### EXERCISE
Please copy the records below, from the start down to the line that contains "[951, 252, 977, 279]", swapping "id badge" for "name tag" and changing nothing else. Leave the pictures out.

### RECORDED INFORMATION
==================================================

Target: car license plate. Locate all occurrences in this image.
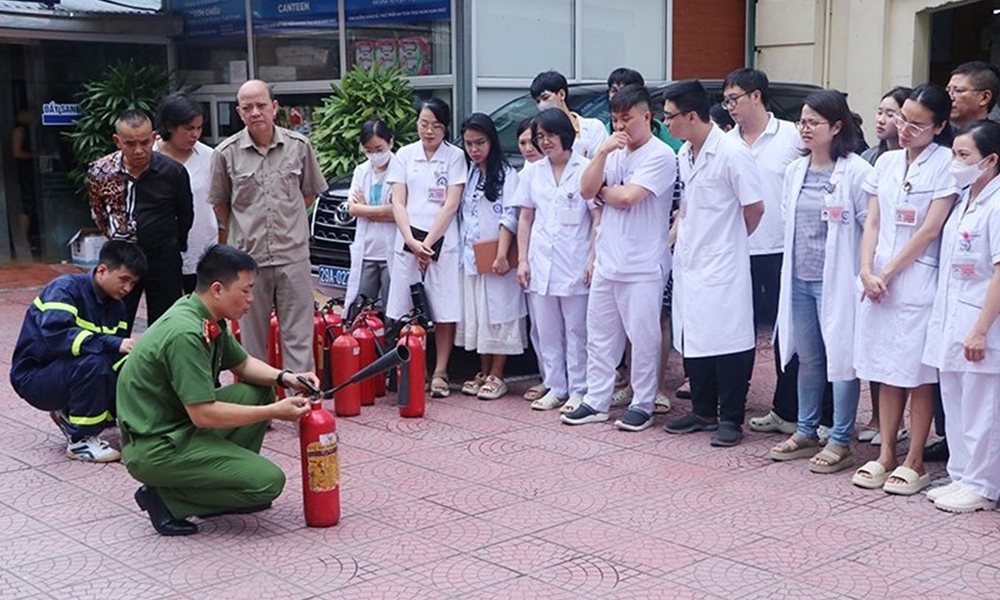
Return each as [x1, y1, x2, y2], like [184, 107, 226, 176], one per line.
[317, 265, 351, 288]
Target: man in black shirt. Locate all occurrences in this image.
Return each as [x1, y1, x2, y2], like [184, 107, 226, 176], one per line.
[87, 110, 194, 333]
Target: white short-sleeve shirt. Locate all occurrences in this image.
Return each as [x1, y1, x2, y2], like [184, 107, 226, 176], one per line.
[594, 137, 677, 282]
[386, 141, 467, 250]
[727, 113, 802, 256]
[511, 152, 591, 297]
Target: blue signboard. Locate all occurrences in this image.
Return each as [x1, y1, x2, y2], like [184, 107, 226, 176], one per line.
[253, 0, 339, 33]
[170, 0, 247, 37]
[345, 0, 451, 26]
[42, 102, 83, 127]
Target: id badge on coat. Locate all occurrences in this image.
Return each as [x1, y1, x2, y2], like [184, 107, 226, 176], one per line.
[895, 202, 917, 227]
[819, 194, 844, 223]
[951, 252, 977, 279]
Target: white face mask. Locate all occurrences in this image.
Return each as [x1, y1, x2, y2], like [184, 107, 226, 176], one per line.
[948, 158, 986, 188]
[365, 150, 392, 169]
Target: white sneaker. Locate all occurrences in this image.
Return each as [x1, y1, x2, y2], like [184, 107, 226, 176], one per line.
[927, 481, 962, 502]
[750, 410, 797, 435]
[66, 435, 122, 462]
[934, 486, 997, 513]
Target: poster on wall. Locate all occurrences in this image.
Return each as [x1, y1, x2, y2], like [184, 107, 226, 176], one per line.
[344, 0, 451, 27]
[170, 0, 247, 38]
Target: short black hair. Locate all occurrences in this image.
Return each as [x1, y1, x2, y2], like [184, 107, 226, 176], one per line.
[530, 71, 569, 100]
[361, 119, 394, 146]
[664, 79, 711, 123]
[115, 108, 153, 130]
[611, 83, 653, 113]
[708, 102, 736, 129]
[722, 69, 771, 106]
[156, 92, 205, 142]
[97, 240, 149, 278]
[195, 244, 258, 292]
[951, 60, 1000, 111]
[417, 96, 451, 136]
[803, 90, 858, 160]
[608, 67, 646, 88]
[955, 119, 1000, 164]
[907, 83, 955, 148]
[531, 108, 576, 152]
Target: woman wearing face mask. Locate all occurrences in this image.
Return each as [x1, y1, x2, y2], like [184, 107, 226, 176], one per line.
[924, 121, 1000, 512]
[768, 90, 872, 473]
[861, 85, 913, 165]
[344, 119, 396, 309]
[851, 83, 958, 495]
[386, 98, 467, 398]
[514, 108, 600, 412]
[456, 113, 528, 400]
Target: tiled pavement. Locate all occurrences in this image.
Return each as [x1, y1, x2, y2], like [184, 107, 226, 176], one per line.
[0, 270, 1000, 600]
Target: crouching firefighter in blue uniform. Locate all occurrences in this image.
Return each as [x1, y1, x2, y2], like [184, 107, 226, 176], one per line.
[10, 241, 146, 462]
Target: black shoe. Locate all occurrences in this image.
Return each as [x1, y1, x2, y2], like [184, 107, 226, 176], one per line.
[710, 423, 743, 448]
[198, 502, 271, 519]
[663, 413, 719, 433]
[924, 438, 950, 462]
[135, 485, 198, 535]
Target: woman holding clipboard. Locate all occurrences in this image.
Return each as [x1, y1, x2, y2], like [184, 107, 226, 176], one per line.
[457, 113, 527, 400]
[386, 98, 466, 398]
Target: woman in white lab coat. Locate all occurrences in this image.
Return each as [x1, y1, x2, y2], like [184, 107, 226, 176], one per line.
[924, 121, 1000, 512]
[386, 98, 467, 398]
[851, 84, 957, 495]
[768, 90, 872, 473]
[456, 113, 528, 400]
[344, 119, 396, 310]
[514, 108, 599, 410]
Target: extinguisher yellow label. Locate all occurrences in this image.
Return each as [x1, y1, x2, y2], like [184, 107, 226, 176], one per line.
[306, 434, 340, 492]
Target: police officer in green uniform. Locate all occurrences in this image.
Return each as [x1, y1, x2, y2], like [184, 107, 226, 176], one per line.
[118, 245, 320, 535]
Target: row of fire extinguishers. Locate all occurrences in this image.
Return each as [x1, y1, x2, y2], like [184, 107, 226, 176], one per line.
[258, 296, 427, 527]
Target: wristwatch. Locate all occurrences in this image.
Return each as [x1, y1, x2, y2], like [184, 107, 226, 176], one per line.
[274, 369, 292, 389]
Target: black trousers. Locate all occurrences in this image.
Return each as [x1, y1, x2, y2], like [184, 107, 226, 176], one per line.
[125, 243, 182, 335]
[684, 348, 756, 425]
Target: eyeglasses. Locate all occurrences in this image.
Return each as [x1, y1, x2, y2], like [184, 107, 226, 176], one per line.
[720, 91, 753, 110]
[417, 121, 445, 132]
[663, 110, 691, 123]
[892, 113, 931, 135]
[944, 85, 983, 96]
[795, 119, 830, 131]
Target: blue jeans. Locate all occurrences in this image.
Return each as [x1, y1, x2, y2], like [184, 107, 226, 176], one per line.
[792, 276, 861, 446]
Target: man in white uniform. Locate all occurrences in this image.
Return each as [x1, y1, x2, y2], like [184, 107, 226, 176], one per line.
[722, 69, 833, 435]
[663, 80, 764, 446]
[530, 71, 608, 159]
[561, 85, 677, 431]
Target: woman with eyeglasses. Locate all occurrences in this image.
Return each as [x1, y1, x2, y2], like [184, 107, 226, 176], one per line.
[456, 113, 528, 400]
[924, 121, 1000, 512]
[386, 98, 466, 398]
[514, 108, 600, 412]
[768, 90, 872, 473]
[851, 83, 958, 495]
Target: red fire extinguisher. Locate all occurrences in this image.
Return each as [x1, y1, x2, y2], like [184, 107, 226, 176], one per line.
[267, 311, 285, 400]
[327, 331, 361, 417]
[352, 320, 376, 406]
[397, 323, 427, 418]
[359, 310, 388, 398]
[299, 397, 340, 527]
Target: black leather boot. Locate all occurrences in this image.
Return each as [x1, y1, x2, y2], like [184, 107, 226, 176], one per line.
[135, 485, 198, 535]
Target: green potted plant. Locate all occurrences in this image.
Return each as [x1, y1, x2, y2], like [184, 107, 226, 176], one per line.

==================================================

### WRITTEN ANSWER
Target: car license plate. Locate all occurrences in this image.
Return each as [x1, y1, x2, y2], like [184, 107, 226, 176], one per line.
[317, 265, 351, 288]
Target: man in black shirt. Locate all occurrences in this image.
Return each as [x1, y1, x2, y2], like [184, 107, 226, 176], one per line.
[87, 110, 194, 333]
Target: white short-sleeve shirt. Locate all occurrences in this image.
Return each as [x1, y1, x2, y2], like [184, 107, 226, 176], one per line.
[594, 137, 677, 282]
[386, 141, 467, 250]
[727, 113, 802, 256]
[511, 152, 591, 297]
Target: blue signboard. Locate all occurrences in this image.
Return each as [x1, y1, x2, y2], like [184, 107, 226, 176], one per line.
[253, 0, 339, 33]
[170, 0, 247, 37]
[345, 0, 451, 26]
[42, 102, 83, 127]
Target: name tag on coat. Locate all occurrences in this image.
Return each as [x1, y1, x2, y2], like [184, 107, 226, 176], one per line.
[895, 202, 917, 227]
[819, 194, 844, 223]
[951, 252, 977, 279]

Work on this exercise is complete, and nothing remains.